── Provided passage

The chemically defined medium (CDM35, Ponomarova et al, 2017) was designed by reducing the number of components in a rich medium composed as the hybrid of previously described media, enabling co‐culture of yeast and LAB strains. Two different versions of the CDM35 medium were used to create the proper evolution niches, CDM34R‐ (without riboflavin) and CDM33F‐ (where both folate and para‐aminobenzoic acid were omitted). Single bacteria were cultured in chemically defined medium supplemented with 40 ml/l of amino acid solution (CDM47) (Appendix Table S6). Two dropout versions of this media were also prepared CDM46R‐ (lacking riboflavin) and CDM45F‐ (without folate and para‐aminobenzoic acid).
Engineering of yeast auxotrophic strains
Riboflavin auxotrophy in the yeast strain S90 (Steinmetz et al, 2002) was designed by deleting two genes from the riboflavin biosynthetic pathway. Firstly, gene RIB4 which encodes for the protein lumazine synthase was deleted, as lumazine is an immediate precursor of riboflavin. Positive clones were selected, and a second round of engineering was performed where RIB5 gene was deleted. RIB5 encodes for riboflavin synthase, an enzyme that catalyses the last step of the riboflavin biosynthetic pathway. To generate a folate auxotrophic yeast strain (S90), ABZ1 gene, encoding para‐aminobenzoic synthase, was deleted. Gene deletions were performed by complete replacement of CDS of target genes with a dominant selection cassette by homologous recombination.

────
── Information provided

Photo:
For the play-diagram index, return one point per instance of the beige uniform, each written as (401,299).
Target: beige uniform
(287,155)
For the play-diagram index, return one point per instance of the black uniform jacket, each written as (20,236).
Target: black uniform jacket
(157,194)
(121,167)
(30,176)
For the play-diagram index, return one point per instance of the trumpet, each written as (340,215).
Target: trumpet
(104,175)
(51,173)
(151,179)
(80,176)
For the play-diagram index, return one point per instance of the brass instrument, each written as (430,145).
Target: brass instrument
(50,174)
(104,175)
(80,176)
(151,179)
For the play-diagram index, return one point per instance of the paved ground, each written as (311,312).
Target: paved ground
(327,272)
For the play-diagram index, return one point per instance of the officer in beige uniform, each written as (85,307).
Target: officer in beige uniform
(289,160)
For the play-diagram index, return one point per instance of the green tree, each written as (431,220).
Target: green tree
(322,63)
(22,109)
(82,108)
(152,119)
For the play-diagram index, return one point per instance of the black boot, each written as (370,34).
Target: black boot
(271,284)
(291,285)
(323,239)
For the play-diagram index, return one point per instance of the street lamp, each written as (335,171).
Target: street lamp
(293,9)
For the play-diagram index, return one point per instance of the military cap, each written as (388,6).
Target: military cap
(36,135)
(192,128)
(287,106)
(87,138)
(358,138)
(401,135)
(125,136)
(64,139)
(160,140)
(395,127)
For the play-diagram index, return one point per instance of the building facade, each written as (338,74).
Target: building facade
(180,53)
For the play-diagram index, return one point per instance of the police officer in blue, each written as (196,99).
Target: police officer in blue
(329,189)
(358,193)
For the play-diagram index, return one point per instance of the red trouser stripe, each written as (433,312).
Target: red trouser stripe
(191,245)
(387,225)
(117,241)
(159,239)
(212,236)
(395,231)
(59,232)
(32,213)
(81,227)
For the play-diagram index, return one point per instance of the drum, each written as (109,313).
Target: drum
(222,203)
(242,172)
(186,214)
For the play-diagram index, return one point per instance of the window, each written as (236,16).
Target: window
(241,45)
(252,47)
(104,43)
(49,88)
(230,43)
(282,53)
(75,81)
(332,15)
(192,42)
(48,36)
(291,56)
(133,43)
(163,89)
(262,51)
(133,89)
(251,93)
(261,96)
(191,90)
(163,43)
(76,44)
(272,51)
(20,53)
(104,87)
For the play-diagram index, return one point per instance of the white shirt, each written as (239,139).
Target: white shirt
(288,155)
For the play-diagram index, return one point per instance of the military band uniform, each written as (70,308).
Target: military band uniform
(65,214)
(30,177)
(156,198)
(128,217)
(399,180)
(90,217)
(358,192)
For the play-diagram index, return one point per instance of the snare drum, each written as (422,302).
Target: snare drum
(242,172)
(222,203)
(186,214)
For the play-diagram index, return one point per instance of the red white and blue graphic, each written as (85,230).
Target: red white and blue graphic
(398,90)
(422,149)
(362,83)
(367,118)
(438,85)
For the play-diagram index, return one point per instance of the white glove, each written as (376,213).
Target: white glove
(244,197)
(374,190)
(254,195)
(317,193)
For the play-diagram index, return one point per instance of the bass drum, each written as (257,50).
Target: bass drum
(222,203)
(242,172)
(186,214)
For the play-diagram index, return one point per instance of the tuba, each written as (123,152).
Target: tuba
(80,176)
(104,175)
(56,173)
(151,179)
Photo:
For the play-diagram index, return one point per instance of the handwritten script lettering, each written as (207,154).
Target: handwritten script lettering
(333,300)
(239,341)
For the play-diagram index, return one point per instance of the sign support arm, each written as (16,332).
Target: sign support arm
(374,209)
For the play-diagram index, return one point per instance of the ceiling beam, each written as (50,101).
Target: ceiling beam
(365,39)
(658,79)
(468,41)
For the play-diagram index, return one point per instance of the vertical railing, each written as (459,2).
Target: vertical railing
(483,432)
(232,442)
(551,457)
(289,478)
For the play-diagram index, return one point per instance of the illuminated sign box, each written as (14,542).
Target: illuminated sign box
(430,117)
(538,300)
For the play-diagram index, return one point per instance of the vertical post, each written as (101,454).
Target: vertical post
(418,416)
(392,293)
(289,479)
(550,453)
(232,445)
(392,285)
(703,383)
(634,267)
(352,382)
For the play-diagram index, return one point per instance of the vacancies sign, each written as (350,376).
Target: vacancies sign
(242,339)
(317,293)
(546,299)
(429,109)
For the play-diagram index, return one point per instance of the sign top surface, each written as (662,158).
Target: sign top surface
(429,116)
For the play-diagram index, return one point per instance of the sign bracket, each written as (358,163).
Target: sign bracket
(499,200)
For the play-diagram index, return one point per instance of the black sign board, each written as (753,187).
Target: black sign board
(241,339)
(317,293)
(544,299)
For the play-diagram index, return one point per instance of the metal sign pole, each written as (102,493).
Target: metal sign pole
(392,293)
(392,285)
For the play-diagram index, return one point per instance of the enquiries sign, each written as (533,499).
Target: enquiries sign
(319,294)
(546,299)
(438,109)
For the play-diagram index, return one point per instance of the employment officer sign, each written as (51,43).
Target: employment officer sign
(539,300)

────
── Information provided

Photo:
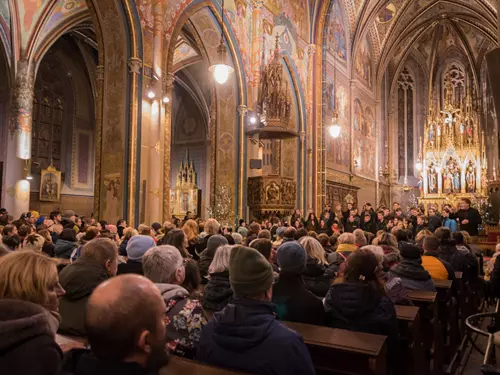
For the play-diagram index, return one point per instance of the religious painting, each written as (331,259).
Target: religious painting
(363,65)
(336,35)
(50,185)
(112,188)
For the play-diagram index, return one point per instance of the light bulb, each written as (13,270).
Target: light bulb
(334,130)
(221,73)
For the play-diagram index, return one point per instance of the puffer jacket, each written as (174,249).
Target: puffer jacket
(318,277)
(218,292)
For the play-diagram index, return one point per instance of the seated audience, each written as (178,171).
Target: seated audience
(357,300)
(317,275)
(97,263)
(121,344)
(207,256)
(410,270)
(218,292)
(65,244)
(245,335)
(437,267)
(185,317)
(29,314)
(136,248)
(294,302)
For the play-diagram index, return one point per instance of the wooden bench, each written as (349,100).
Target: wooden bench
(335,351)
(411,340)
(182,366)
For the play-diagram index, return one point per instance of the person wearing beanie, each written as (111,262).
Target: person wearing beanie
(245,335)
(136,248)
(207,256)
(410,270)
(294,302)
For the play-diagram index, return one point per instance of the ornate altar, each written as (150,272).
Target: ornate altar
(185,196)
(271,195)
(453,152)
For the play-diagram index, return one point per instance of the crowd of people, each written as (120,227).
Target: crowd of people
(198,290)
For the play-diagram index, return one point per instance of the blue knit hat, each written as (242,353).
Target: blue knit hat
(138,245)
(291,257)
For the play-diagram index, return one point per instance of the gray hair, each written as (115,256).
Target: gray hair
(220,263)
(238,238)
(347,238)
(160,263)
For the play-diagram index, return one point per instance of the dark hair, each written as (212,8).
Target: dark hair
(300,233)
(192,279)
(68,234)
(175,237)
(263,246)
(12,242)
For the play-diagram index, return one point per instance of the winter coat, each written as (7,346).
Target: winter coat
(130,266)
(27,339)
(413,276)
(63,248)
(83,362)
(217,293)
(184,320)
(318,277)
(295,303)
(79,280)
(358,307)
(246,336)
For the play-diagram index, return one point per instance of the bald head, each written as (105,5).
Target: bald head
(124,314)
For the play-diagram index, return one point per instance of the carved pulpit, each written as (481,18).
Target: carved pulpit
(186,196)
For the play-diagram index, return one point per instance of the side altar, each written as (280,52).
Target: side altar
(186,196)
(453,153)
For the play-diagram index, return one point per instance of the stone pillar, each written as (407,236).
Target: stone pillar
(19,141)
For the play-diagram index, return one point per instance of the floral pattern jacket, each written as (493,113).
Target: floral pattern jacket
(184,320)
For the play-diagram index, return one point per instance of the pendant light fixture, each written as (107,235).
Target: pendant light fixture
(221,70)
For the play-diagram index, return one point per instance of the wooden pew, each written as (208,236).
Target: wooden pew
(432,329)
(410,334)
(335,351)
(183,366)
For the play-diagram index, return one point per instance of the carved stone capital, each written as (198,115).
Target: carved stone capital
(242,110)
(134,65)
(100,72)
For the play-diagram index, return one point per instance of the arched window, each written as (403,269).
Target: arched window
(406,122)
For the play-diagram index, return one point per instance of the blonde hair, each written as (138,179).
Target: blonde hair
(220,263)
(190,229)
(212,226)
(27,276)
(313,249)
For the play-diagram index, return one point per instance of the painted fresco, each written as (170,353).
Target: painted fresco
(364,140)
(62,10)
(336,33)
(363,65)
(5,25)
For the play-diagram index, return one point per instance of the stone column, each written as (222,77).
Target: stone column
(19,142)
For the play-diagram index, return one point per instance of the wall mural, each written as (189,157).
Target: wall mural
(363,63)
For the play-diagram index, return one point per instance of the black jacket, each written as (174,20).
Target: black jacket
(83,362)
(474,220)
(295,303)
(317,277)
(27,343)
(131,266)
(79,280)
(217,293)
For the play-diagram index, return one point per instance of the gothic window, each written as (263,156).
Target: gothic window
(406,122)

────

Set of tasks:
a: Edit the passage on culture media and yeast strains: rewrite everything from "The chemically defined" down to "and para‐aminobenzoic acid).", putting "vitamin B2" in place of "riboflavin".
b: Name every medium designation beginning with "CDM" that appears in the passage on culture media and yeast strains.
c: Answer these questions from the passage on culture media and yeast strains:
(i) How much amino acid solution per liter was added to make CDM47?
(ii) What protein does the gene RIB4 encode?
(iii) Which gene was deleted to produce a folate auxotrophic yeast strain?

Results by task:
a:
The chemically defined medium (CDM35, Ponomarova et al, 2017) was designed by reducing the number of components in a rich medium composed as the hybrid of previously described media, enabling co‐culture of yeast and LAB strains. Two different versions of the CDM35 medium were used to create the proper evolution niches, CDM34R‐ (without vitamin B2) and CDM33F‐ (where both folate and para‐aminobenzoic acid were omitted). Single bacteria were cultured in chemically defined medium supplemented with 40 ml/l of amino acid solution (CDM47) (Appendix Table S6). Two dropout versions of this media were also prepared CDM46R‐ (lacking vitamin B2) and CDM45F‐ (without folate and para‐aminobenzoic acid).

b:
CDM35
CDM34R‐
CDM33F‐
CDM47
CDM46R‐
CDM45F‐

c:
(i) 40 ml/l
(ii) Lumazine synthase
(iii) ABZ1